TASK REQUIREMENTS:
List every line in the rows below that contains the word "visible", and copy each such line in full.
— Start of ENTRIES —
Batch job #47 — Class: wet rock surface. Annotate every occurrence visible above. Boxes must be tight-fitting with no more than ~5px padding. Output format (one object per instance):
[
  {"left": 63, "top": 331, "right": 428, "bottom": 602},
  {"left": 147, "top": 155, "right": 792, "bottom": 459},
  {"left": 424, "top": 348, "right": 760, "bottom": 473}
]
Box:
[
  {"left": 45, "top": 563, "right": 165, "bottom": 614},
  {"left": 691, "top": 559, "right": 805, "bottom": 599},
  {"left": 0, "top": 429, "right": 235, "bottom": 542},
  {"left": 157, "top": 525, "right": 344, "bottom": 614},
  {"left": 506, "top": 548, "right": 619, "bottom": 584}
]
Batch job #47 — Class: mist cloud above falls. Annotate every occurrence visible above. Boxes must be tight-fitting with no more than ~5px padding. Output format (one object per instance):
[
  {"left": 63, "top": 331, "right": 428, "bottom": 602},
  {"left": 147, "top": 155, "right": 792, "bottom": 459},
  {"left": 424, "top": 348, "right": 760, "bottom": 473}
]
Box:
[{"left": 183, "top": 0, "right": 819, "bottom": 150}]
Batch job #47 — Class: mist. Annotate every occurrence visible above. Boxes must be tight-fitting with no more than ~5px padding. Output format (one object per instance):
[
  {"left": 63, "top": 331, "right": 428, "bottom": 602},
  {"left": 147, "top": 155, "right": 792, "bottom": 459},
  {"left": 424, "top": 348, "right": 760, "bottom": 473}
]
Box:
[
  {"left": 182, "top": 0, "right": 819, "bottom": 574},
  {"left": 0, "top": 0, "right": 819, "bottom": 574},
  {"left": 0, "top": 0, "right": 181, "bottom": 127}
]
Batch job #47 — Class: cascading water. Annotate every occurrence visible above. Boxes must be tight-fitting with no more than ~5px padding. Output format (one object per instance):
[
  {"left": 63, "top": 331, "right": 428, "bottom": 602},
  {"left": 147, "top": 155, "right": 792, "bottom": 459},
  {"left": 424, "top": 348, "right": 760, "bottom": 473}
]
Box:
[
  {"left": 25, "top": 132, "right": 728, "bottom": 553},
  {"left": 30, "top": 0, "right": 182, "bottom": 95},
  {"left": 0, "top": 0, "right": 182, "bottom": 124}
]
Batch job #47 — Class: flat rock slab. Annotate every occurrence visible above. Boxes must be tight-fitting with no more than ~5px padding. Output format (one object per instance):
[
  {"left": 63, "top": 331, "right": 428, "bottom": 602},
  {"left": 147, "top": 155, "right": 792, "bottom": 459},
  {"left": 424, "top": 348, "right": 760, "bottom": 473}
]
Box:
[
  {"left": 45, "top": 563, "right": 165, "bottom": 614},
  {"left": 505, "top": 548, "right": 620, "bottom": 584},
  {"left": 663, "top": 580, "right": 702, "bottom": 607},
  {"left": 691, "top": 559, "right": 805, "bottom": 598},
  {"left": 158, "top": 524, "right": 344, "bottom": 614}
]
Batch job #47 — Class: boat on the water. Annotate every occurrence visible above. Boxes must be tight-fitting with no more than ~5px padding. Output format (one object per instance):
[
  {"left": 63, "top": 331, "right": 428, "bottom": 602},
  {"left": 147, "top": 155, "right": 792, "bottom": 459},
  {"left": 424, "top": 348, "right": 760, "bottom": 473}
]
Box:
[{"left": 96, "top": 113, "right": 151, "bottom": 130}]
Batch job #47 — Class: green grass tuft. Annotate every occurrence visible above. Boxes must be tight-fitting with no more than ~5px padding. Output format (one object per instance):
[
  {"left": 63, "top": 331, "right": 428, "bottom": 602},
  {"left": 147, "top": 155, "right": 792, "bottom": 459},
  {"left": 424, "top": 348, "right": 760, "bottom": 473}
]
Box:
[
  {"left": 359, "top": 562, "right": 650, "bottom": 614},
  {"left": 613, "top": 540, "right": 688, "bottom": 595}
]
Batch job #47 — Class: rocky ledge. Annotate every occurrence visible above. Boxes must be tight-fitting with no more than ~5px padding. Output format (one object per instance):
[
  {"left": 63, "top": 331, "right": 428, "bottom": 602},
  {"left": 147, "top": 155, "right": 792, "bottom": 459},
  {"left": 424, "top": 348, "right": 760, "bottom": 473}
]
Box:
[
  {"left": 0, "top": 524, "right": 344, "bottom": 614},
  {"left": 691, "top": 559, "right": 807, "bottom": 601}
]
— End of ENTRIES —
EXERCISE RESULT:
Batch job #47 — Class: wet rock surface. Annotate every occurrence visible above. Boxes must be tight-fitting with no more than ~5px padding. Output format (one object per instance):
Batch job #47 — Class: mist cloud above falls. Annotate every occurrence visible above. Boxes must be tight-fitting with no more than ~5px padding. Output format (one object per instance):
Batch job #47 — Class: mist. Annotate every occurrence visible above. Boxes must be tight-fitting with no more than ~5px padding. Output format (one object per instance):
Batch job #47 — Class: cascading water. Annotate every occurrence visible above. Boxes must be tight-fitting with no more than ~5px padding. Output format (one object per instance):
Batch job #47 — Class: flat rock slab. Annotate every occurrence visible above. Boxes must be tight-fitting with no more than ~5px padding. Output format (one object per instance):
Batch job #47 — Class: boat on the water. Annotate every occurrence visible above. Boxes must be tight-fitting with no more than ~5px padding. Output format (one object per instance):
Batch job #47 — Class: green grass tuft. Annotate every occurrence visible above. Boxes must be tight-fitting with no more than ~5px padding. Output format (one object per instance):
Batch job #47 — Class: rocky ledge. Annotate every occurrence visible above. Boxes must be tight-fitting with no more than ~5px padding. Output format (one object per instance):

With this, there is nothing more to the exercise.